Source extract
------
The new American Plan for Haiti

Haiti Progress, This Week in Haiti,
Vol. 16, no. 12, 10-16 June 1998

Governance is the latest code word which the U.S. government and multinational banks are using. It means: bypass a nation's central government, violate its sovereignty, and pump funds directly to non-governmental organizations (NGOs), local officials, and private groups.

One sees the word governance quite often in the new Haiti Strategic Plan for Fiscal Years 1999-2004 drafted by the U.S. State Department's Agency for International Development (USAID), of which Haiti Progres has recently obtained a copy in French. In fact, governance is the lynch-pin of the U.S. government's strategy on how to influence Haiti's political and economic course over the next five years.

The first guiding principle of USAID is to promote efficient governance through assistance in the areas of justice, rationalization of public offices, and the modernization of the State enterprises, reads the report's introduction. In other words, the U.S. government wants to continue its recycling of putschist soldiers and its training and indoctrination of Haiti's policemen and judges, promote the mass layoff of state workers, and privatize Haiti's profitable public-owned industries.

USAID feels that it must do an end-run to achieve its agenda because the central government remains weak and lacks leadership and political will, to implement our dictates to the letter, the authors could have added. In areas like education, health, and the environment, we will work in collaboration with the ministries and agencies of the central government, but we will not count only on them and we will not furnish them with major funding either. USAID still holds out a carrot to them, however, and arrogantly talks as if it were the elected representative of the Haitian people. To the extent that the central government will display the will to work with USAID, the strategy will be adapted so as to facilitate the positive participation of the government. How generous of them.

The strategy of USAID will focus on local governments as partners in development, the report declares. USAID will also work closely with groups of civil society at the local level. The objective is not only to establish an honest and competent leadership in the municipalities, but also to make the electorate more inclined to discern abuses of power or inefficiency and to demand better governance. So after decades of supporting the corrupt Duvalier dictatorship and its military offspring, it is USAID which will now bring honest and competent leadership and flush out abuses of power or inefficiency. In truth, they will seek to bring about the exact opposite with their election engineering and creation of organizations like the National Federation of Haitian Mayors.
------
[Dataset rows]
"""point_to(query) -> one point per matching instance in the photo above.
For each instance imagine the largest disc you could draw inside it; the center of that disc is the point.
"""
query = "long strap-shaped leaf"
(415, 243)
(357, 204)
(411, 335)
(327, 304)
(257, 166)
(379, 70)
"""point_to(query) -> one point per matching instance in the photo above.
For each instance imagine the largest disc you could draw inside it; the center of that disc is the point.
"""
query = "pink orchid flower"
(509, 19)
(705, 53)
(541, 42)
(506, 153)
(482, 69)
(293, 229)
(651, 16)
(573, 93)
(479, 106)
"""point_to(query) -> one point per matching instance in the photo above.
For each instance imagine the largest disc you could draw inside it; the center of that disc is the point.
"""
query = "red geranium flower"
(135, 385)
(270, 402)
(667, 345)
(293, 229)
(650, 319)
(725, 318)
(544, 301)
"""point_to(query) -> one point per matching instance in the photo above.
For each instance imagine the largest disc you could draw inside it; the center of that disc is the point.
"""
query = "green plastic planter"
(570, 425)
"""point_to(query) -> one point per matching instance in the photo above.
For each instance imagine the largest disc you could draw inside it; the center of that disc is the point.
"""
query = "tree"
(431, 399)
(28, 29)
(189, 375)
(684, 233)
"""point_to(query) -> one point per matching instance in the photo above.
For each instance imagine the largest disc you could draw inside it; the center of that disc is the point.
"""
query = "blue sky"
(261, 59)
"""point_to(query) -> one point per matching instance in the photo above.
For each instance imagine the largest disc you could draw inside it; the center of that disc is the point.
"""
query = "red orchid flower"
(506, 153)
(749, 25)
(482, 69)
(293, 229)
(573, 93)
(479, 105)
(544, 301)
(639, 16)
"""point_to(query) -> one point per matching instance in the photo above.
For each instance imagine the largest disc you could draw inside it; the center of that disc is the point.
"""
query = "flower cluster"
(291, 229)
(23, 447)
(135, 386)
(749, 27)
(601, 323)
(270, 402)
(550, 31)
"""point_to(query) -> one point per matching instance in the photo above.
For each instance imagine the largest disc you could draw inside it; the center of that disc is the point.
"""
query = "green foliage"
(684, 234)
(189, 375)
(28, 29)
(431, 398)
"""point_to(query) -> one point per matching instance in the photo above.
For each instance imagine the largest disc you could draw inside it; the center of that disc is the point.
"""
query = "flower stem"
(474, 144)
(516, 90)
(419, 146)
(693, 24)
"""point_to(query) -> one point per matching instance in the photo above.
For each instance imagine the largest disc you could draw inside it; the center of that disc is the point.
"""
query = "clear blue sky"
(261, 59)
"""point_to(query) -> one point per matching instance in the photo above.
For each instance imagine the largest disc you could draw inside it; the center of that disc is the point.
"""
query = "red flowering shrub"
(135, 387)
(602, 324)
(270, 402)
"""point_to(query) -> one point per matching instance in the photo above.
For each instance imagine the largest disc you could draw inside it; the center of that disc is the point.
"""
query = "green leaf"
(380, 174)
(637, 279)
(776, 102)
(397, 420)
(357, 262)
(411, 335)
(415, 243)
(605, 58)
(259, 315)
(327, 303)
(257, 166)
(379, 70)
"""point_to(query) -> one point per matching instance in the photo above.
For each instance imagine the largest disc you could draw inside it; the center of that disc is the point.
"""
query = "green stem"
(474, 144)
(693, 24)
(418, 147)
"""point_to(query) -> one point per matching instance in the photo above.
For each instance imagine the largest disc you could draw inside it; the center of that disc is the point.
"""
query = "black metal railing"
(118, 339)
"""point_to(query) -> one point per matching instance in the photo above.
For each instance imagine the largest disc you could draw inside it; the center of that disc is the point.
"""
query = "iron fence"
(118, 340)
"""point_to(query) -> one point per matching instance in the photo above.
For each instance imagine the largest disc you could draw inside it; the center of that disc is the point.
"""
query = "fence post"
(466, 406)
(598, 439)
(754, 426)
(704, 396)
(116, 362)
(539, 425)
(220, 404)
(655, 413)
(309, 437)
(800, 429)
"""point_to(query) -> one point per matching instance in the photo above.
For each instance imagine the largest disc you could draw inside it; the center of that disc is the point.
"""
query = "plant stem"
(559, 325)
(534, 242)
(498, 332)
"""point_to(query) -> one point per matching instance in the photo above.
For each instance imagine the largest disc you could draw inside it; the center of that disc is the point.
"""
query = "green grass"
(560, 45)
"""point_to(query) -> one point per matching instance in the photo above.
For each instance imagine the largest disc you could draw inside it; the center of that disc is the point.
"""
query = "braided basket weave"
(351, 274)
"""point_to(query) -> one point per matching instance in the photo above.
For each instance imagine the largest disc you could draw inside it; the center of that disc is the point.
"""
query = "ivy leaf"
------
Jobs
(1) Translate this sentence from the article on the American plan for Haiti into Spanish: "USAID will also work closely with groups of civil society at the local level."
(2) Using the article on the American plan for Haiti, decide whether each statement agrees with it. Answer yes or no, and quote the deciding words.
(a) Haiti Progres obtained a copy of the plan in French.
(b) USAID will give major funding to the central government's ministries in education, health, and the environment.
(c) The plan covers Fiscal Years 1999-2004.
(3) Print the passage of the article on the American plan for Haiti that opens with the words containing "One sees the" and closes with "profitable public-owned industries.", reproducing it precisely.

Task solutions
(1) USAID también trabajará estrechamente con grupos de la sociedad civil a nivel local.

(2)
(a) Yes: "of which Haiti Progres has recently obtained a copy in French"
(b) No: "we will not furnish them with major funding either"
(c) Yes: "Haiti Strategic Plan for Fiscal Years 1999-2004"

(3)
One sees the word governance quite often in the new Haiti Strategic Plan for Fiscal Years 1999-2004 drafted by the U.S. State Department's Agency for International Development (USAID), of which Haiti Progres has recently obtained a copy in French. In fact, governance is the lynch-pin of the U.S. government's strategy on how to influence Haiti's political and economic course over the next five years.

The first guiding principle of USAID is to promote efficient governance through assistance in the areas of justice, rationalization of public offices, and the modernization of the State enterprises, reads the report's introduction. In other words, the U.S. government wants to continue its recycling of putschist soldiers and its training and indoctrination of Haiti's policemen and judges, promote the mass layoff of state workers, and privatize Haiti's profitable public-owned industries.